» YOUR ASSIGNMENT
For the listing that follows, give again exactly the lines from the one with "[spot] the utility" to the one with "[spot] the sign", including both.

» INFORMATION GIVEN
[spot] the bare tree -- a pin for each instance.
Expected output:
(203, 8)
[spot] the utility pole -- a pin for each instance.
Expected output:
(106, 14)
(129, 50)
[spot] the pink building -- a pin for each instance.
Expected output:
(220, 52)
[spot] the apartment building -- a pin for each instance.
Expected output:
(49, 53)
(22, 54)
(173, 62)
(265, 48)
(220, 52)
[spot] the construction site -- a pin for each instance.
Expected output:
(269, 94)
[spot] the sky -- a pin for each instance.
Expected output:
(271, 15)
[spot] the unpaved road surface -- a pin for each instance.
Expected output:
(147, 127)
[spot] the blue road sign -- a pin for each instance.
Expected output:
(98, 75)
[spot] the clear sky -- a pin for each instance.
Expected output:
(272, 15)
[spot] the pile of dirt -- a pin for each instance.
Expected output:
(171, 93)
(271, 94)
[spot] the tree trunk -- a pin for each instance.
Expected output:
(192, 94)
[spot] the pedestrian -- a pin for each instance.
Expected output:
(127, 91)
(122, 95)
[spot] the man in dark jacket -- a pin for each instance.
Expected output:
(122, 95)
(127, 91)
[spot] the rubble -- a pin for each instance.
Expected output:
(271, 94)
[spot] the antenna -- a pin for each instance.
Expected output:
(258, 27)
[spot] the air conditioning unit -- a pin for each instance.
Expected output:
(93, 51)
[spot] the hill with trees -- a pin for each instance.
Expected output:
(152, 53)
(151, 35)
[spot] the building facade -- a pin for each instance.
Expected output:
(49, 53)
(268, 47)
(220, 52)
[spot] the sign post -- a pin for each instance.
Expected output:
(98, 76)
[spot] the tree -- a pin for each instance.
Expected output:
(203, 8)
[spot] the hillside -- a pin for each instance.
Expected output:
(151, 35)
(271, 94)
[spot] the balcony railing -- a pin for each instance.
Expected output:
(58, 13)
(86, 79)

» RESPONSE FOR THIS EXERCISE
[spot] the utility pole -- a pin for each instance.
Expected output:
(106, 14)
(129, 50)
[spot] the pink building -- a pin for each instance.
Expected output:
(220, 52)
[spot] the apartment building -- a pin for each instance.
Expected output:
(49, 53)
(22, 54)
(173, 62)
(265, 48)
(220, 52)
[spot] the construction site -- a pin for each instance.
Expected output:
(269, 94)
[spot] the sky -- a pin for each instance.
Expected output:
(271, 15)
[spot] the unpaved road surface -- a pin for each instance.
Expected output:
(147, 127)
[spot] the blue road sign -- a pin for each instance.
Expected output:
(98, 75)
[spot] the clear sky -- a pin for each instance.
Expected output:
(272, 15)
[spot] the pile of dirt -- a pin for each instance.
Expected output:
(171, 93)
(271, 94)
[spot] the tree trunk -- a pin for each instance.
Expected output:
(192, 94)
[spot] the pedestrian -- a pin for each instance.
Expected output:
(127, 91)
(122, 95)
[spot] the man in dark jacket -- a pin for each instance.
Expected output:
(122, 95)
(127, 91)
[spot] the rubble -- a pin for each instance.
Expected output:
(271, 94)
[spot] the antenna -- a pin for each instance.
Expected output:
(258, 27)
[spot] the air conditioning unit -- a pin for each instance.
Expected output:
(93, 51)
[spot] the hill with trees -- a pin for each instance.
Expected output:
(152, 53)
(151, 35)
[spot] the building facade -- a pin for each instance.
Expected output:
(49, 53)
(268, 47)
(220, 52)
[spot] the sign post -- a pin for each instance.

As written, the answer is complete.